--- START Selection ---

For this assignment, we provide an implementation of a simple binary classifier that will predict the sentiment of a movie review based on a group of original features -- provided by you! 

Before diving into any code, please read through the associated [PDF](https://github.com/dbamman/nlp23/blob/main/HW1/HW1.pdf) for an overview of the assignment and specific instructions on how to submit.

In [None]:
import sys, argparse
from scipy import sparse
from sklearn import linear_model
from collections import Counter
import numpy as np
import re
from collections import Counter, defaultdict
import operator
import nltk
import csv
from sklearn.metrics import plot_confusion_matrix
import matplotlib.pyplot as plt
import pandas as pd
from pandas import option_context

In [None]:
!python -m nltk.downloader punkt

### Intro: Gather Data + Create Classifier

#### Gather Data

Let's download the data we'll use for training and development, and also the data we'll make predictions with.

--- END Selection ---
--- START Recorded data ---

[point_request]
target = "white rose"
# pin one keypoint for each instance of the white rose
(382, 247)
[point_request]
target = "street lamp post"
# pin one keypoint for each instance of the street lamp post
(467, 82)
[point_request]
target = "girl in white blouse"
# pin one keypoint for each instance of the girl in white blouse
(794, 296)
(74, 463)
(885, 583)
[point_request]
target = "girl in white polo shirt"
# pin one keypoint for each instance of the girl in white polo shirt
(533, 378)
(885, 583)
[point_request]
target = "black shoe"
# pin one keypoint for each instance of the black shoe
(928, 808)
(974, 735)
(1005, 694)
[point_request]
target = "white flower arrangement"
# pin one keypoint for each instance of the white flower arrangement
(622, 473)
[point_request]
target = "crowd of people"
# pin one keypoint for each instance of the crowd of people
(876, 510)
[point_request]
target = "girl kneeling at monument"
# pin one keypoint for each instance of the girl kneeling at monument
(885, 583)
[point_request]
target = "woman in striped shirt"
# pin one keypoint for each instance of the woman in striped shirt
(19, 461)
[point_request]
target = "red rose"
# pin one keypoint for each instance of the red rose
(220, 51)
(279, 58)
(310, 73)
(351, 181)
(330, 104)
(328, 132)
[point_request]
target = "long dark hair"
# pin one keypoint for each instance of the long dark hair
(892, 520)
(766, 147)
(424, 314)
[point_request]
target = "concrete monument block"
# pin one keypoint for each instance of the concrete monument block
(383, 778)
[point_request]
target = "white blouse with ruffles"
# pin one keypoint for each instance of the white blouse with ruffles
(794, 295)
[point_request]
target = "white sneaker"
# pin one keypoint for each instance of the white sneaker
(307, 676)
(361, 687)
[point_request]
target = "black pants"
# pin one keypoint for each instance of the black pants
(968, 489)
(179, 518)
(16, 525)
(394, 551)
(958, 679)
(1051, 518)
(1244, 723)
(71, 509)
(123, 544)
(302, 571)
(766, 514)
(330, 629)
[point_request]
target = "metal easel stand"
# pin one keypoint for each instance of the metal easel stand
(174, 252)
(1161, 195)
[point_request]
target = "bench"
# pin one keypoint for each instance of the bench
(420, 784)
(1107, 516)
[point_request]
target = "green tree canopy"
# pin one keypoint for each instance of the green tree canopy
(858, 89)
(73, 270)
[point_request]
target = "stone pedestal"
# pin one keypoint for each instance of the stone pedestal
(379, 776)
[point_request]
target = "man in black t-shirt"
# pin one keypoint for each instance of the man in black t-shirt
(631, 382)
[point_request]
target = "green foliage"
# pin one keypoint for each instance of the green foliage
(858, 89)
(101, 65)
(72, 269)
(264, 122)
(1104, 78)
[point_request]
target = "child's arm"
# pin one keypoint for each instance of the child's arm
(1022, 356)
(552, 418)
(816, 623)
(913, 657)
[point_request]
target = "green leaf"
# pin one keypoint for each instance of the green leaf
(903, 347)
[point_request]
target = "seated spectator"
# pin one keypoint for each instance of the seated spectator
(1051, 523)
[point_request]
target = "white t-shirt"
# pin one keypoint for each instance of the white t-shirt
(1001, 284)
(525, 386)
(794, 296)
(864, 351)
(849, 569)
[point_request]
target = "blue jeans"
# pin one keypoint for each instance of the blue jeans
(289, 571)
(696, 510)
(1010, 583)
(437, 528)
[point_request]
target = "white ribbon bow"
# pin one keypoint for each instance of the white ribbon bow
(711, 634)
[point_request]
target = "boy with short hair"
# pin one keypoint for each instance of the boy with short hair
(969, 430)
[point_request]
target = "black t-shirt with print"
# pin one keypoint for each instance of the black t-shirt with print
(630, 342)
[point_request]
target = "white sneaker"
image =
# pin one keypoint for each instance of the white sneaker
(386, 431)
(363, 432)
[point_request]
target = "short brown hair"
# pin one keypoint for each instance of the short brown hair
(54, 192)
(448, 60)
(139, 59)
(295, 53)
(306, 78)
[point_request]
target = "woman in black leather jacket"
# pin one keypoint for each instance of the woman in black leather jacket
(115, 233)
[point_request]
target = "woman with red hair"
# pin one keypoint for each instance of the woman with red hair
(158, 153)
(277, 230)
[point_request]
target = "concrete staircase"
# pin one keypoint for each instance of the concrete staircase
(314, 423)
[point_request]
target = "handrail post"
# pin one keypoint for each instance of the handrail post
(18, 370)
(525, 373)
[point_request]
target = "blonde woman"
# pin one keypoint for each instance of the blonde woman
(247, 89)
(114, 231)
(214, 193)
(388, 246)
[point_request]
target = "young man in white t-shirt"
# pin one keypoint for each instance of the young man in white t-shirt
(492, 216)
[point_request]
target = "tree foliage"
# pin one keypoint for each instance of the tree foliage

--- END Recorded data ---

◆ Written task 1: In the movie-review assignment notebook, cut the paragraph that begins "For this assignment, we provide" down to one short sentence that keeps its main facts.
◆ Written task 2: Write what comes next in the movie-review assignment notebook, starting after its final sentence.

◆ Expected output 1: The assignment supplies a simple binary classifier that predicts a movie review's sentiment from a group of original features that you provide.

◆ Expected output 2:
In [None]:
# Get data
!wget https://raw.githubusercontent.com/dbamman/nlp23/main/HW1/train.txt
!wget https://raw.githubusercontent.com/dbamman/nlp23/main/HW1/dev.txt
!wget https://raw.githubusercontent.com/dbamman/nlp23/main/HW1/test.txt

In [None]:
trainingFile = "train.txt"
evaluationFile = "dev.txt"
testFile = "test.txt"

#### Define Classifier class

Next, we've created a Binary Classifier. This class will let us learn the traits associated with positive and negatively classed movie reviews in order to make predictions on our test set.

In [None]:
######################################################################
## Do not edit this block of code.
## This defines the classification class which
## loads the data and sets up the model.
######################################################################

class Classifier:

    def __init__(self, feature_method, L2_regularization_strength=1.0, min_feature_count=1):
        self.feature_vocab = {}
        self.feature_method = feature_method
        self.log_reg = None
        self.L2_regularization_strength=L2_regularization_strength
        self.min_feature_count=min_feature_count

        self.trainX, self.trainY, self.trainOrig = self.process(trainingFile, training=True)
        self.devX, self.devY, self.devOrig = self.process(evaluationFile, training=False)
        self.testX, _, self.testOrig = self.process(testFile, training=False)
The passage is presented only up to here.